* [TASKS]
**1.** Answer these questions from the news passage about health care workers and the coronavirus vaccine.
(a) What is Savonnda Blaylock's job, and where does she work?
(b) What did Blaylock's friends and colleagues say they experienced after getting the shot?
(c) On what day does Blaylock plan to get vaccinated?
**2.** From the news passage about health care workers and the coronavirus vaccine, copy the text word for word, beginning at the words "Savonnda Blaylock, a" and stopping after "several weeks ago.".

* [PASSAGE SHOWN]
Savonnda Blaylock, a pharmacy tech at Kaiser in Tracy, was nervous about getting a coronavirus vaccine when she first heard she’d have the opportunity several weeks ago.

“I believed the vaccine had been rushed,” she said, “and I just didn’t want to be used as a test project.”.

But then, Blaylock got infected with the deadly disease and her thinking shifted.

“I couldn’t risk passing this on to someone else,” she said, adding that she didn’t have to be hospitalized but experienced debilitating symptoms that left her wondering whether she’d survive. “I just could not take that chance.”

After talking to friends and colleagues who said they experienced nothing more than a sore arm after getting the shot, Blaylock plans to get vaccinated Wednesday.

Her initial reservations, though, aren’t unique. As Bay Area residents eagerly wait for coronavirus vaccines to become widely available, some health care workers with access to the shots are choosing to hold off on getting inoculated — at least for now.

It’s unclear exactly how many people who have had the opportunity to get the vaccine have chosen to pass.

* [ENTRIES PROVIDED]
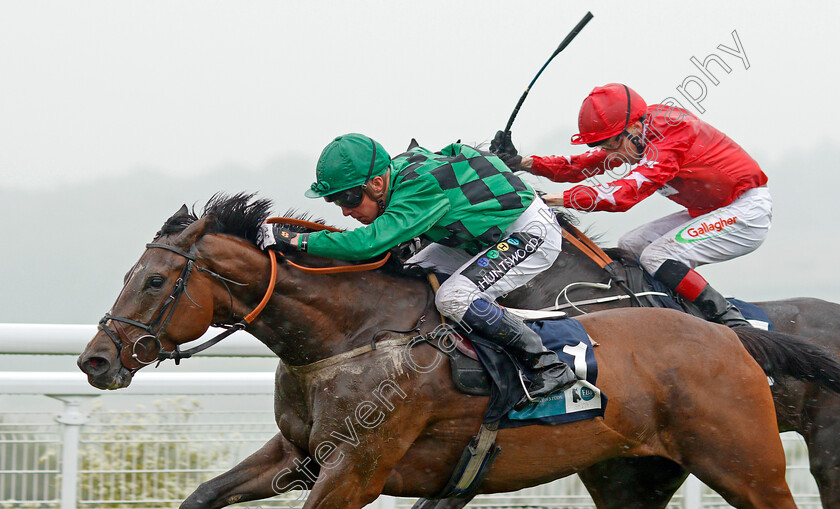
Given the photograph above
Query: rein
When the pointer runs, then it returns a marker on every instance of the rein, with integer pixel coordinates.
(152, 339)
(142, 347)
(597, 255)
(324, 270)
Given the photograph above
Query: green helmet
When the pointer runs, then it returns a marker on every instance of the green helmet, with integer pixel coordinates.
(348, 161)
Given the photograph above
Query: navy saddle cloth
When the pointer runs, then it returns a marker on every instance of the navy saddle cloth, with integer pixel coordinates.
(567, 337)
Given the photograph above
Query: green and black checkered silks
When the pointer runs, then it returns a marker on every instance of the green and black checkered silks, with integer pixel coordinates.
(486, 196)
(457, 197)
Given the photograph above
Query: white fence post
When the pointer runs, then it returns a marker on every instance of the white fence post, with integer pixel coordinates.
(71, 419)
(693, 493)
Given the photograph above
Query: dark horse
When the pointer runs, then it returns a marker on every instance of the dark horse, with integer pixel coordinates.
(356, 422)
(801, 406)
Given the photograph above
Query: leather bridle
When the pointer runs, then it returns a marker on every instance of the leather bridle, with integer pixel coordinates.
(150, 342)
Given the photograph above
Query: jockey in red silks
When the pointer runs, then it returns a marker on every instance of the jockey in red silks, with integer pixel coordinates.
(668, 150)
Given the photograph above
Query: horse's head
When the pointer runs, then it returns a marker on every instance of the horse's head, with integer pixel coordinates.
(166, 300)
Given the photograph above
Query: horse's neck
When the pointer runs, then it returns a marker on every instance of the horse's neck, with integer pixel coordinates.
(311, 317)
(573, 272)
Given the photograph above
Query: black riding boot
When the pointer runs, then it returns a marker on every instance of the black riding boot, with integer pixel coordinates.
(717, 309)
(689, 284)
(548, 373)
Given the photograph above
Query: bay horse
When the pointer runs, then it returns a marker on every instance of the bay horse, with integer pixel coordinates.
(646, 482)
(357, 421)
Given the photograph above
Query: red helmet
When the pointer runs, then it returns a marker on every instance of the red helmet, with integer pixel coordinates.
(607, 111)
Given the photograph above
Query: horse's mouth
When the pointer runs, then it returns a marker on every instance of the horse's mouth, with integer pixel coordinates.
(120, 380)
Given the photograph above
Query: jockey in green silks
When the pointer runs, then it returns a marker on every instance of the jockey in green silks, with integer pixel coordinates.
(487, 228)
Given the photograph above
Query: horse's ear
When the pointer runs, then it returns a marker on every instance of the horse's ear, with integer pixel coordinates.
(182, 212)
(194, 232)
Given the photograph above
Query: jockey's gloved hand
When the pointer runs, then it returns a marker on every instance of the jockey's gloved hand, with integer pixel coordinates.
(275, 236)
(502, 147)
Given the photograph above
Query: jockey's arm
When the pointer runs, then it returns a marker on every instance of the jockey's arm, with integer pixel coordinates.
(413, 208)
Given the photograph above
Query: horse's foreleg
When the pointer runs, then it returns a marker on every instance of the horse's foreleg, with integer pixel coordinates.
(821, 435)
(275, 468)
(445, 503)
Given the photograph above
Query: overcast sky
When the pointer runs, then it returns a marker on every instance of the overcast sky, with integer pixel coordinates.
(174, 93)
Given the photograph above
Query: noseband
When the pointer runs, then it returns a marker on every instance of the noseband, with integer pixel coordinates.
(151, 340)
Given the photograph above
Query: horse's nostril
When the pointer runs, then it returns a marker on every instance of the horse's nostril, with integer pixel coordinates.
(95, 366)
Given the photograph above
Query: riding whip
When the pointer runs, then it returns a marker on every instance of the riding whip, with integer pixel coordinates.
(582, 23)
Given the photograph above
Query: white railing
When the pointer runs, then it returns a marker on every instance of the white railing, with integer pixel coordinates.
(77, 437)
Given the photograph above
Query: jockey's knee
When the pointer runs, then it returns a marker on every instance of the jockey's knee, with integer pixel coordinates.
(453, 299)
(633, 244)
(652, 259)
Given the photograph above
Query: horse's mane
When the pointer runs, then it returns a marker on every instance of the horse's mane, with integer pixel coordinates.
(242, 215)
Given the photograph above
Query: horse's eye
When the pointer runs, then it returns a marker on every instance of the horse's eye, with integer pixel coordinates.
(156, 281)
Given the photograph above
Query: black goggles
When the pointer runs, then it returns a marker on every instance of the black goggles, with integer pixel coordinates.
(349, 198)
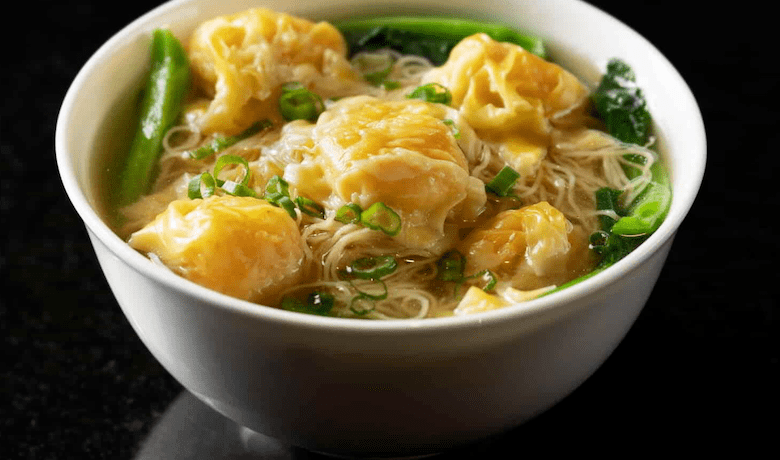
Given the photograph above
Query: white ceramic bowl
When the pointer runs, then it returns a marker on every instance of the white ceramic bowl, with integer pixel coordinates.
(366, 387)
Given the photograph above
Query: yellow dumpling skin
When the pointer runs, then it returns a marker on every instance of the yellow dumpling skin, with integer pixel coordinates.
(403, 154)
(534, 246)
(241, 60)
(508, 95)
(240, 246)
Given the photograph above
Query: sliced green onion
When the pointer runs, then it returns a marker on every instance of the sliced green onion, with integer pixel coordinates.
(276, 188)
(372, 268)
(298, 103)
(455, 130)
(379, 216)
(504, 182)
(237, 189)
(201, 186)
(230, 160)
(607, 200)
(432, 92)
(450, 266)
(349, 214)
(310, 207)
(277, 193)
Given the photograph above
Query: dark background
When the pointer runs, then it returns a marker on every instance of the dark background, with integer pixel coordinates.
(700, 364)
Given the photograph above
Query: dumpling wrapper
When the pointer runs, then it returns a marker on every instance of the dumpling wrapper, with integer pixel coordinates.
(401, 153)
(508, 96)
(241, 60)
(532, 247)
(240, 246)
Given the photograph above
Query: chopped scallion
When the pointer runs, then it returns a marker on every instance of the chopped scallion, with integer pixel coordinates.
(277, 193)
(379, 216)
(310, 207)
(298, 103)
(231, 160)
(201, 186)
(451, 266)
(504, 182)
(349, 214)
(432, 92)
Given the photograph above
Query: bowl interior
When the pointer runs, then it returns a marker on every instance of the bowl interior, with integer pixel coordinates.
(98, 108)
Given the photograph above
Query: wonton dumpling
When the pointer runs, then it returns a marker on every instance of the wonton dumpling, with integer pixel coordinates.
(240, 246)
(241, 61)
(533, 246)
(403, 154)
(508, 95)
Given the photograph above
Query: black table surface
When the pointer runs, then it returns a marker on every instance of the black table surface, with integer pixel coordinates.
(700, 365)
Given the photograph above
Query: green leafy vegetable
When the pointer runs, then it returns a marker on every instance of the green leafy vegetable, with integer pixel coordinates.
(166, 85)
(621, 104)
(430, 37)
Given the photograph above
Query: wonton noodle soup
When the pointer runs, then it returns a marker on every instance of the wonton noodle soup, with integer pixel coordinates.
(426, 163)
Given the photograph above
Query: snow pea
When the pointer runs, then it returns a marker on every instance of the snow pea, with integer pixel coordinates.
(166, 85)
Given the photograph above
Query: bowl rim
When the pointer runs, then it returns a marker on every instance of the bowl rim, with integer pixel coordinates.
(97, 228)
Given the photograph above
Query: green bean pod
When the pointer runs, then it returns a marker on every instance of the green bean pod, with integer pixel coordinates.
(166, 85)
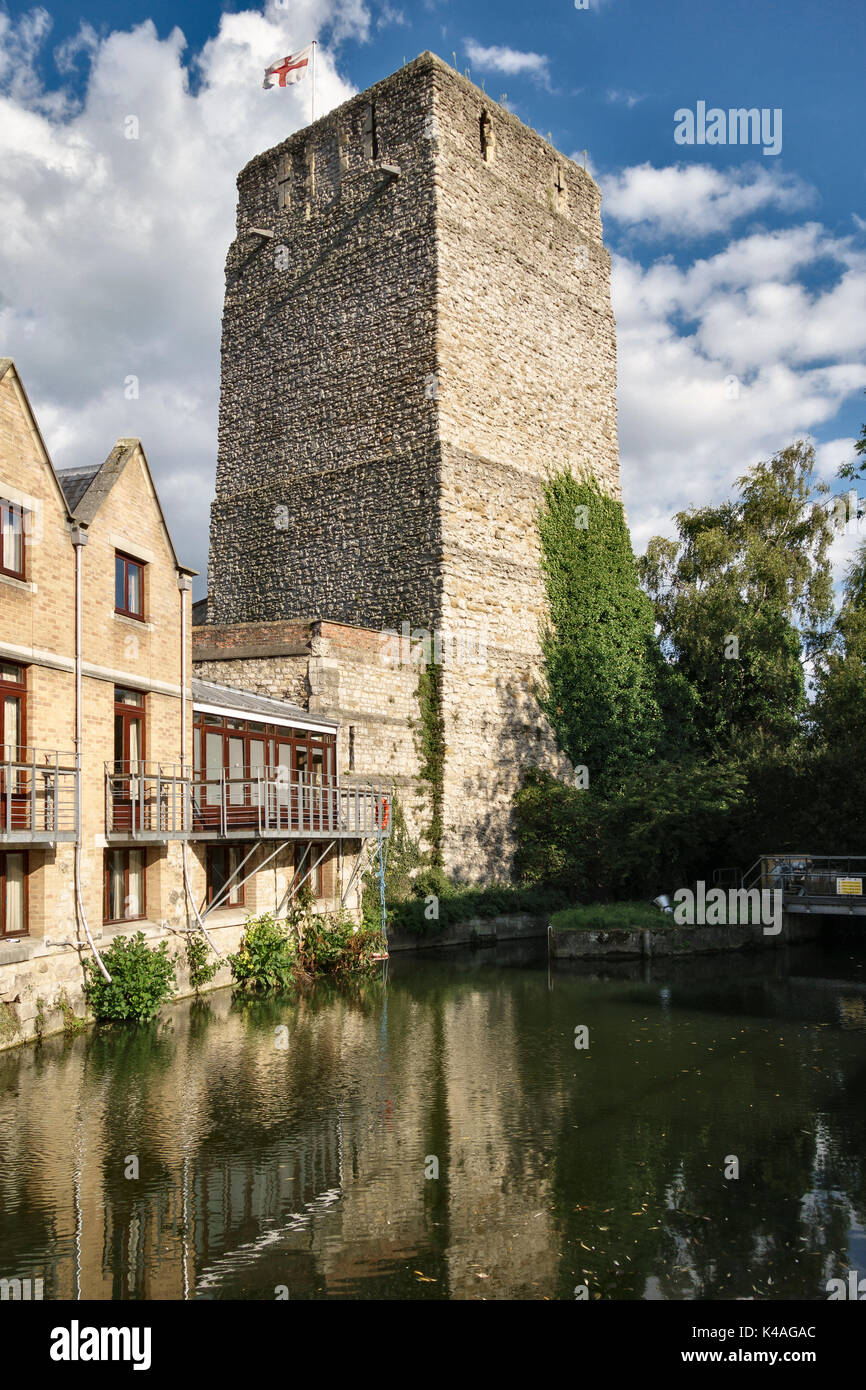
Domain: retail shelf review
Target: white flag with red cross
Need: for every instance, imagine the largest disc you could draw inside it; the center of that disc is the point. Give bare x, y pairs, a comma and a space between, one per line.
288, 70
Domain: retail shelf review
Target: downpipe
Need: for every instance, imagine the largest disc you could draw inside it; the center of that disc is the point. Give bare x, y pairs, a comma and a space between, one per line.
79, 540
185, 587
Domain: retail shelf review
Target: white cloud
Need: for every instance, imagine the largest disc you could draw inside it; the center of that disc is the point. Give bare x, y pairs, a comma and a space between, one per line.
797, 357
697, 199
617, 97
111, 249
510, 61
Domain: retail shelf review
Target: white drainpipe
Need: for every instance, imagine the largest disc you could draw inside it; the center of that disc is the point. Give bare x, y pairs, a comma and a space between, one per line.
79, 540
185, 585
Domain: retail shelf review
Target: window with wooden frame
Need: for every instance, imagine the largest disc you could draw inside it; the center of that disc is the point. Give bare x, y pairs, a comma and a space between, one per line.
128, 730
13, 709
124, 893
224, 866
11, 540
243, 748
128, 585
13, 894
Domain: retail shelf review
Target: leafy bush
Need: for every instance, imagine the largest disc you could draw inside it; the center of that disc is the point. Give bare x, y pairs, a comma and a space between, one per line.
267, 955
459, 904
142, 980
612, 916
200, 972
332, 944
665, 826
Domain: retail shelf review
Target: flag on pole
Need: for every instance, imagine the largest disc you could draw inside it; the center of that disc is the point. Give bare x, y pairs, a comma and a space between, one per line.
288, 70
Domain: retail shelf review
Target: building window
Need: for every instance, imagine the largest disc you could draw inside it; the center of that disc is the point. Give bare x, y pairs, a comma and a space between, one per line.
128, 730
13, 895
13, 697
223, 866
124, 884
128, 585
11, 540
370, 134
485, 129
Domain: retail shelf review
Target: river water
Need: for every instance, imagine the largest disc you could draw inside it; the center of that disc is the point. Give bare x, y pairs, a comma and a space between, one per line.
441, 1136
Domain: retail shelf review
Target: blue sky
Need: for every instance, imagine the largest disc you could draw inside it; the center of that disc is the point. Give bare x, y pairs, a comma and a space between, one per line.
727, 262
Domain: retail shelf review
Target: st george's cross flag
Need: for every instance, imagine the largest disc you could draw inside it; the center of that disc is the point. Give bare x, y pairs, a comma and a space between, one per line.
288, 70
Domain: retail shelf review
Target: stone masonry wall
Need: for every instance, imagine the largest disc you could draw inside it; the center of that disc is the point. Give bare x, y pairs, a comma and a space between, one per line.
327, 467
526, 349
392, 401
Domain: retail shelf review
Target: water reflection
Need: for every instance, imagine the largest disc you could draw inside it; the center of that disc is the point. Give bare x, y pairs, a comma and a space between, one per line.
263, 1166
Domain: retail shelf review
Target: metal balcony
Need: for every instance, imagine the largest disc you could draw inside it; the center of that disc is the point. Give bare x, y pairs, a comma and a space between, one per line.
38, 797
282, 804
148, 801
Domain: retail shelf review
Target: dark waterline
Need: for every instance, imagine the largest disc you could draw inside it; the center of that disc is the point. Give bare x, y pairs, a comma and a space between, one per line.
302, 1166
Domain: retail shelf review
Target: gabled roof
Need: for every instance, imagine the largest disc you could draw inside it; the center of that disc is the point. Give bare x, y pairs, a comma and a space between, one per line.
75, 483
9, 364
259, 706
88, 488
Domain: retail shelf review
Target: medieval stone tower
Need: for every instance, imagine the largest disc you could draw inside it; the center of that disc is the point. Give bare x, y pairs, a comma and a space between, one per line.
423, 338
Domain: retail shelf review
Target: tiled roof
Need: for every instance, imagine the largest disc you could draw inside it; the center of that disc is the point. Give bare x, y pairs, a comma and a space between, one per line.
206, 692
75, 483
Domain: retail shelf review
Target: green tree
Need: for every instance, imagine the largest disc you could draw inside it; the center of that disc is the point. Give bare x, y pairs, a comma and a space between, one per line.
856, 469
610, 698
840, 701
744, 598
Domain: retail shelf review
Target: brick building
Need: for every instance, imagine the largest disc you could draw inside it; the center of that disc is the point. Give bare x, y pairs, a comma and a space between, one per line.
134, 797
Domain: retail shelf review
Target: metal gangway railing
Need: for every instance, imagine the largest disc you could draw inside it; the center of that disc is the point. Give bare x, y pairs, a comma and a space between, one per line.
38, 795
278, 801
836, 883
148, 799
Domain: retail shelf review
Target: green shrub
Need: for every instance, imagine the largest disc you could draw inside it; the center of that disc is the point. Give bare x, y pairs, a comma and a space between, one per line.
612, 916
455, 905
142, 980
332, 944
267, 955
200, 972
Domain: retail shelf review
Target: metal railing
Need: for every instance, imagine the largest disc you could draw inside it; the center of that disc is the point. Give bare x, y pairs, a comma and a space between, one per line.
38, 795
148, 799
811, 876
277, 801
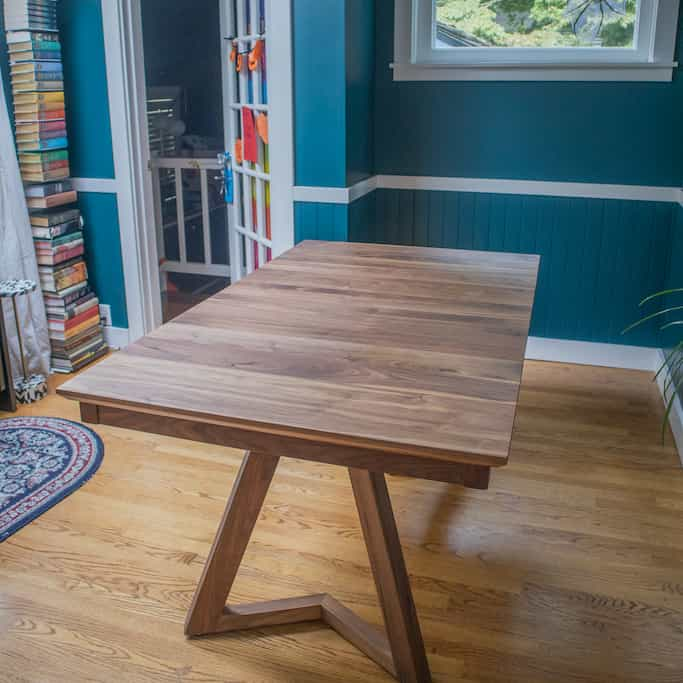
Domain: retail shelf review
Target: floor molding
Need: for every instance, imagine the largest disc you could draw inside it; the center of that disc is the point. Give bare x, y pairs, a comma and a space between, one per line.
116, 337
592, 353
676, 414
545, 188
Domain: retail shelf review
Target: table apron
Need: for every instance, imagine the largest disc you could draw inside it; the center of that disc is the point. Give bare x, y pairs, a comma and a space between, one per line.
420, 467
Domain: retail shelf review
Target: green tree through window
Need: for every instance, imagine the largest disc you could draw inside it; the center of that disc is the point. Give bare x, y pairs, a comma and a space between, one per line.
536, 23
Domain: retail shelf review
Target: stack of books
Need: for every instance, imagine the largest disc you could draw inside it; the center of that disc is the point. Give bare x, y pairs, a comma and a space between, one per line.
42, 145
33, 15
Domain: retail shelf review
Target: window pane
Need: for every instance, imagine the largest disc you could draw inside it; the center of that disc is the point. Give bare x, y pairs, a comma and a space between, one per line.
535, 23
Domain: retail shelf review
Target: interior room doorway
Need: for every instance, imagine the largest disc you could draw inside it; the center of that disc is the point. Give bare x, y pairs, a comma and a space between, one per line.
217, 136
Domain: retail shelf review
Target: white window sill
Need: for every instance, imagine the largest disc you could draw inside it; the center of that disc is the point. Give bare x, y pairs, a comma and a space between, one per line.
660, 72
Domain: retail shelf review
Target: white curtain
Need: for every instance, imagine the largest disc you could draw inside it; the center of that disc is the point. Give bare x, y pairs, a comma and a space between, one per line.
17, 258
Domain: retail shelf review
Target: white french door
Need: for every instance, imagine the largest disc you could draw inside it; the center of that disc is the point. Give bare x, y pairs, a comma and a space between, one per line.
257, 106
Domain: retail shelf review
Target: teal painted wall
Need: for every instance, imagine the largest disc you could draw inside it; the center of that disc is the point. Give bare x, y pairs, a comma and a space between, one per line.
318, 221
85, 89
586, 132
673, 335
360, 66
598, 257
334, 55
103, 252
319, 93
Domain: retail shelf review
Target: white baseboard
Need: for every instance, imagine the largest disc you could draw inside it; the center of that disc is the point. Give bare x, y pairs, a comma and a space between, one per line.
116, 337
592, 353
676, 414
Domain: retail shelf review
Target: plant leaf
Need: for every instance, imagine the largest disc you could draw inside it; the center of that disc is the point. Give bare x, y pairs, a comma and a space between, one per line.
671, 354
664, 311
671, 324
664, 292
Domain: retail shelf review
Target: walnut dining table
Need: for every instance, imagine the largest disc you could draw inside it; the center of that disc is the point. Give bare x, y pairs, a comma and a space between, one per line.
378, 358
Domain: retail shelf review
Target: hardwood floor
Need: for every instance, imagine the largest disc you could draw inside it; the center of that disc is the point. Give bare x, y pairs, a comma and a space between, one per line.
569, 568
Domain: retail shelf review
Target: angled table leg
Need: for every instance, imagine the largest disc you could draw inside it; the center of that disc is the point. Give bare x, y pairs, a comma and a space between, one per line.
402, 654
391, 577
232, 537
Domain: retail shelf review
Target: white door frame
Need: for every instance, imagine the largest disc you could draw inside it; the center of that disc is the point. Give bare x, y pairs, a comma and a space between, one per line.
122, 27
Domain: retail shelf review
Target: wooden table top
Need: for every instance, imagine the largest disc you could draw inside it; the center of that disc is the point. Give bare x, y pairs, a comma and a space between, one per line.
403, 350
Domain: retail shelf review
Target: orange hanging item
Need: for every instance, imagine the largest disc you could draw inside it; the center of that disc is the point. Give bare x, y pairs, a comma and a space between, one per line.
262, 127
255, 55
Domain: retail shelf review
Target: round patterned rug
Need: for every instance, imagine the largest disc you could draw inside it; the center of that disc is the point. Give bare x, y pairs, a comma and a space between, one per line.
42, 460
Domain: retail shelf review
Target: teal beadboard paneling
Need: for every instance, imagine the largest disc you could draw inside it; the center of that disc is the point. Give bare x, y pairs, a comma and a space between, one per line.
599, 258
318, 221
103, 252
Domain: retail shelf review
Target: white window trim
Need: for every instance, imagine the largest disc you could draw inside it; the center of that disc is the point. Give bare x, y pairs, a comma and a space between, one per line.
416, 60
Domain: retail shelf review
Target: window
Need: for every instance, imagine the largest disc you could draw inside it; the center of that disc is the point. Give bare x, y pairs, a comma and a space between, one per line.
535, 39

* [TASK-BY-TASK ANSWERS]
**1.**
(a) She is a pharmacy tech at Kaiser in Tracy.
(b) Nothing more than a sore arm.
(c) Wednesday.

**2.**
Savonnda Blaylock, a pharmacy tech at Kaiser in Tracy, was nervous about getting a coronavirus vaccine when she first heard she’d have the opportunity several weeks ago.